* BEGIN LISTED RECORDS *

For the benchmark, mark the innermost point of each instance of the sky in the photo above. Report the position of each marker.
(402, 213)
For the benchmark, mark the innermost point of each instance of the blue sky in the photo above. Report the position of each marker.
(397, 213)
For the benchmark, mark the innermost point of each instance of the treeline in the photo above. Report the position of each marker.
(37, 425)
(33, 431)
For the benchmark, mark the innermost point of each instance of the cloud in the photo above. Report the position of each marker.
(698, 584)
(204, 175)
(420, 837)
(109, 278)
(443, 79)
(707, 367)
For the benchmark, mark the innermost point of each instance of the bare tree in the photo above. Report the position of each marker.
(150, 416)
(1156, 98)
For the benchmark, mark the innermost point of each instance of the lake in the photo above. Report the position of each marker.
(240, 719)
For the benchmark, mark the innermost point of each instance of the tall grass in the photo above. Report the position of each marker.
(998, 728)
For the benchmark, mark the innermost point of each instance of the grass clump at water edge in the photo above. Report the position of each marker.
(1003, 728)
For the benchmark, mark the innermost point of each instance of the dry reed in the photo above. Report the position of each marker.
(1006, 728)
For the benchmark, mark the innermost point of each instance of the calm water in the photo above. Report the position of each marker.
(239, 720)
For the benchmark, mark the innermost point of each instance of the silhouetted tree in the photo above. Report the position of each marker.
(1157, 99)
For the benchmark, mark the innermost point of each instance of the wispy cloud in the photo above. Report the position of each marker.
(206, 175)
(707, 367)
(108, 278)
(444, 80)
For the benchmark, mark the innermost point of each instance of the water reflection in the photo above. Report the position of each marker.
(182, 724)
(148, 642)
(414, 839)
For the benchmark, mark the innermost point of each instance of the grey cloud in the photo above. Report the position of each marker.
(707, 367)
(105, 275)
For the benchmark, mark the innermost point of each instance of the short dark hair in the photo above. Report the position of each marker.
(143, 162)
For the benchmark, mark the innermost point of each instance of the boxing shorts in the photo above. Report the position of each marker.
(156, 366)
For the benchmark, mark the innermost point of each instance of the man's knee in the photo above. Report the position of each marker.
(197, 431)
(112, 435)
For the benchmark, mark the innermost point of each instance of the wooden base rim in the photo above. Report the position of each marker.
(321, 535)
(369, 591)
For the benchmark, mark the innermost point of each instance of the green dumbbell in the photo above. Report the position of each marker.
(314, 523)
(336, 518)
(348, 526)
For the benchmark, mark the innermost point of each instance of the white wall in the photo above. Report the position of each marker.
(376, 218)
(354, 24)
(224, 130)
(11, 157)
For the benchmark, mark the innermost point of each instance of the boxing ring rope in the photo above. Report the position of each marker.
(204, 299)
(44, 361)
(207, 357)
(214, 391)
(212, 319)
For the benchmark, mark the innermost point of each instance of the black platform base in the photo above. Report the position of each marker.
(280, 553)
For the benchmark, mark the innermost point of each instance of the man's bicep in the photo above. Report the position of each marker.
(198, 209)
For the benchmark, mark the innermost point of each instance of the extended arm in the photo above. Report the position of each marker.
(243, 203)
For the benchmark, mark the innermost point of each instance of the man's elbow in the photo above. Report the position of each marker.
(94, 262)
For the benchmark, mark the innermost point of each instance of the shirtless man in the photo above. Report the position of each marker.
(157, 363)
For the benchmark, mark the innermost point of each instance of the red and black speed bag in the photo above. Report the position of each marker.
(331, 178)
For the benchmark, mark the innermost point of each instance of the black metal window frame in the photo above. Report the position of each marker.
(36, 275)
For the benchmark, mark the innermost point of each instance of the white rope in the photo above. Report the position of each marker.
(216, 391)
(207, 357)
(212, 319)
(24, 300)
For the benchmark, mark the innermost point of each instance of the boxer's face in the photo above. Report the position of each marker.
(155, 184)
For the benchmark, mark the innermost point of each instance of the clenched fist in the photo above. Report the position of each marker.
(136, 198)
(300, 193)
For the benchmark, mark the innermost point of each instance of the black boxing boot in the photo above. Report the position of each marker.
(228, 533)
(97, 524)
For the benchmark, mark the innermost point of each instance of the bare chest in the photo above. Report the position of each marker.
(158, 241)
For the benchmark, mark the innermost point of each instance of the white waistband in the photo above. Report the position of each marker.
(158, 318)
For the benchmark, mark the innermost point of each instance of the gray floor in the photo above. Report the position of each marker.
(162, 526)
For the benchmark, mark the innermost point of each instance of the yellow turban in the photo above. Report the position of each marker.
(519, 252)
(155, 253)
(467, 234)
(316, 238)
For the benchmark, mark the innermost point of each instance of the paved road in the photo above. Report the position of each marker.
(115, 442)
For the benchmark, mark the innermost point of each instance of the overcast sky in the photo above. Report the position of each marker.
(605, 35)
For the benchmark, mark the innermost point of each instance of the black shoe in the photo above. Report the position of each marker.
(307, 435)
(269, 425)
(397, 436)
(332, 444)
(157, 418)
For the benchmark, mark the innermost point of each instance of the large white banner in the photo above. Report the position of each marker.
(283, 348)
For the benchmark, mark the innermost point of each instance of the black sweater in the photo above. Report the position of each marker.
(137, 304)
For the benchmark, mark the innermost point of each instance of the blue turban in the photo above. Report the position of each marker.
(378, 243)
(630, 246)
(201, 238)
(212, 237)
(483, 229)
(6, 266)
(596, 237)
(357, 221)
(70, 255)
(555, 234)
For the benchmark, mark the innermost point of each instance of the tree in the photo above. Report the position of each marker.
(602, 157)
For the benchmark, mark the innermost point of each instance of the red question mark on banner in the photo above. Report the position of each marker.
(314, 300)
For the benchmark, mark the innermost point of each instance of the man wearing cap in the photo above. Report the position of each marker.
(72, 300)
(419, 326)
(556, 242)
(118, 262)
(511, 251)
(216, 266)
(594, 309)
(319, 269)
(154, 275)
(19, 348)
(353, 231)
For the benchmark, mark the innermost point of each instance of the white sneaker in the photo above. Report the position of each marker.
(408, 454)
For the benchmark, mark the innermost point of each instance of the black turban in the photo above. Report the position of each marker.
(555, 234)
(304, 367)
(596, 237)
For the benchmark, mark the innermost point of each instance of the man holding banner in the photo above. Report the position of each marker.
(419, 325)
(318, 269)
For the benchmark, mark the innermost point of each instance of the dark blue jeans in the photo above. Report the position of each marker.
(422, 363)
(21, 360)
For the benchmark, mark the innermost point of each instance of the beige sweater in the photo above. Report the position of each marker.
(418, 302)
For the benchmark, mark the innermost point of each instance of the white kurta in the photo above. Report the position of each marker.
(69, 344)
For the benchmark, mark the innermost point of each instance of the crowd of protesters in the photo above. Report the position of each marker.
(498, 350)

* END LISTED RECORDS *

Turn every line of the listing above into a JSON list of strings, one string per line, leaving out blank lines.

- WRITTEN ANSWER
[
  "For the benchmark, mark the innermost point of each instance of the sky in the photo above. Report the position of each marker.",
  "(402, 213)",
  "For the benchmark, mark the innermost point of each instance of the blue sky in the photo above. Report the position of each marker.",
  "(397, 213)",
  "For the benchmark, mark the innermost point of each instance of the treeline in the photo above. Report the position of each marker.",
  "(37, 425)",
  "(33, 431)",
  "For the benchmark, mark the innermost point of each instance of the cloud in the photo above. Report the position of each marker.",
  "(698, 584)",
  "(204, 175)",
  "(420, 837)",
  "(109, 278)",
  "(443, 79)",
  "(707, 367)",
  "For the benchmark, mark the innermost point of each instance of the bare tree in the photo above. Report the position of each marker.",
  "(150, 416)",
  "(1156, 98)",
  "For the benchmark, mark the innermost point of each instance of the lake in the photo above. Report the position of each marker.",
  "(240, 719)",
  "For the benchmark, mark the innermost point of each instance of the tall grass in the photo above. Report the position of each marker.",
  "(998, 728)",
  "For the benchmark, mark the innermost point of each instance of the grass clump at water edge in the photo above. Report the position of each marker.",
  "(1003, 728)",
  "For the benchmark, mark the innermost point of each instance of the dry reed in the photo above. Report the position of each marker.",
  "(1006, 728)",
  "For the benchmark, mark the innermost point of each instance of the calm water in the photo above. Report the position of each marker.",
  "(239, 720)",
  "For the benchmark, mark the innermost point of each instance of the silhouetted tree in the photo above. Report the position of each marker.",
  "(1157, 99)",
  "For the benchmark, mark the innermost point of each instance of the wispy cloud in the photo above. Report the position of each marker.",
  "(206, 175)",
  "(707, 367)",
  "(108, 278)",
  "(444, 80)",
  "For the benchmark, mark the innermost point of each instance of the water reflection in the photo above. Report the position of each marker.",
  "(182, 724)",
  "(148, 642)",
  "(414, 839)",
  "For the benchmark, mark the innermost point of each instance of the grey cloud in the photo above. Report the position of each marker.",
  "(707, 367)",
  "(105, 275)",
  "For the benchmark, mark the innermost point of each instance of the short dark hair in the photo above. Report the position of each marker.",
  "(143, 162)",
  "For the benchmark, mark the innermost point of each instance of the boxing shorts in the photo above. Report the position of each marker.",
  "(156, 366)",
  "For the benchmark, mark the innermost point of each instance of the man's knee in the photo above. Report the position of each marker.",
  "(197, 431)",
  "(112, 435)",
  "For the benchmark, mark the innermost point of each instance of the wooden base rim in the photo above. Report the position of each marker.",
  "(321, 535)",
  "(369, 591)",
  "For the benchmark, mark the innermost point of each instance of the green dumbbell in the photo above. Report the position of each marker.",
  "(314, 523)",
  "(336, 518)",
  "(348, 526)",
  "For the benchmark, mark the innermost point of each instance of the white wall in the photo above. Report the position of each marker.",
  "(376, 218)",
  "(354, 24)",
  "(224, 130)",
  "(11, 157)",
  "For the benchmark, mark the innermost point of each instance of the boxing ring rope in the photo above. Report the position of each marker.",
  "(204, 299)",
  "(44, 361)",
  "(207, 357)",
  "(214, 391)",
  "(212, 319)",
  "For the benchmark, mark the innermost point of each instance of the black platform base in the photo above. Report the position of each marker.",
  "(280, 553)",
  "For the benchmark, mark the innermost point of each instance of the man's bicep in the photo above. Report the position of each marker.",
  "(198, 209)",
  "For the benchmark, mark the innermost point of each instance of the extended arm in the photo above. Report the position of each marker.",
  "(243, 203)",
  "For the benchmark, mark the innermost point of each instance of the man's elbow in the photo above. Report the position of each marker.",
  "(94, 262)",
  "For the benchmark, mark the innermost point of each instance of the shirtless man in the photo above. Report the position of each marker.",
  "(157, 363)",
  "For the benchmark, mark the innermost point of each instance of the red and black speed bag in the photo above. Report the position of each marker.",
  "(331, 178)",
  "For the benchmark, mark the innermost point of each instance of the black metal window frame in the photo above. Report the position of each marker.",
  "(36, 275)",
  "For the benchmark, mark the innermost point of each instance of the white rope in the photo above. Report the position of each marker.",
  "(216, 391)",
  "(207, 357)",
  "(212, 319)",
  "(24, 300)",
  "For the benchmark, mark the innermost point of each instance of the boxer's face in the photo above. Report the position of each marker.",
  "(155, 184)",
  "For the benchmark, mark the innermost point of each instance of the clenched fist in the photo above. Report the position of each marker.",
  "(136, 198)",
  "(300, 193)",
  "For the benchmark, mark the innermost point of each instance of the black boxing boot in the photo above. Report the position of each marker.",
  "(228, 533)",
  "(97, 524)",
  "For the benchmark, mark the innermost point of each instance of the bare chest in the photo above. Report the position of each marker.",
  "(158, 241)",
  "For the benchmark, mark the innermost point of each instance of the white waistband in the photo above. Report the position of each marker.",
  "(158, 318)",
  "For the benchmark, mark the innermost point of each instance of the gray floor in the photo above. Report the position of each marker.",
  "(162, 526)",
  "For the benchmark, mark the innermost point of each instance of the yellow turban in the photo above. Report the position of each marker.",
  "(519, 252)",
  "(155, 253)",
  "(467, 234)",
  "(316, 238)",
  "For the benchmark, mark the innermost point of each instance of the paved road in the photo above. Report the position of each marker.",
  "(115, 442)",
  "For the benchmark, mark the innermost point of each instance of the overcast sky in the photo above. Report the position of each marker.",
  "(605, 35)",
  "For the benchmark, mark the innermost point of each instance of the black shoe in the photo above. Report the position of each marker.",
  "(307, 435)",
  "(269, 425)",
  "(397, 436)",
  "(332, 444)",
  "(157, 418)",
  "For the benchmark, mark the innermost point of each instance of the large white banner in the photo above. Report the position of each marker.",
  "(283, 348)",
  "For the benchmark, mark the innermost point of each instance of the black sweater in the photo above. Report the position of each marker.",
  "(137, 304)",
  "For the benchmark, mark the innermost point of each instance of the blue turban in the photo above. Report the position of each marker.",
  "(378, 243)",
  "(630, 246)",
  "(201, 238)",
  "(212, 237)",
  "(483, 229)",
  "(6, 266)",
  "(596, 237)",
  "(357, 221)",
  "(70, 255)",
  "(555, 234)",
  "For the benchmark, mark the innermost point of each instance of the tree in the photo above. Report the position of each marker.",
  "(602, 157)",
  "For the benchmark, mark the innermost point of each instance of the red question mark on banner in the photo above. Report the position of each marker.",
  "(314, 300)",
  "For the benchmark, mark the innermost point of each instance of the man wearing cap in the photo above. Report the position of each marker.",
  "(72, 300)",
  "(419, 326)",
  "(556, 242)",
  "(118, 262)",
  "(511, 251)",
  "(216, 266)",
  "(594, 309)",
  "(319, 269)",
  "(154, 275)",
  "(19, 348)",
  "(353, 231)",
  "For the benchmark, mark the innermost point of each instance of the white sneaker in the photo above. Report the position of each marker.",
  "(408, 454)",
  "For the benchmark, mark the innermost point of each instance of the black turban in the photo above. Report the position of each marker.",
  "(555, 234)",
  "(304, 367)",
  "(596, 237)",
  "For the benchmark, mark the innermost point of each instance of the man holding banner in the photo above. Report the position of each marker.",
  "(419, 325)",
  "(318, 269)",
  "For the benchmark, mark the innermost point of each instance of the dark blue jeans in the photo above. Report the position of each marker.",
  "(422, 363)",
  "(21, 360)",
  "For the benchmark, mark the innermost point of each instance of the beige sweater in the photo above. Report the position of each marker.",
  "(418, 302)",
  "For the benchmark, mark the innermost point of each instance of the white kurta in the photo above. Report the position of each marker.",
  "(69, 344)",
  "For the benchmark, mark the innermost point of each instance of the crowd of protesters in the photo above. Report the position of each marker.",
  "(498, 350)"
]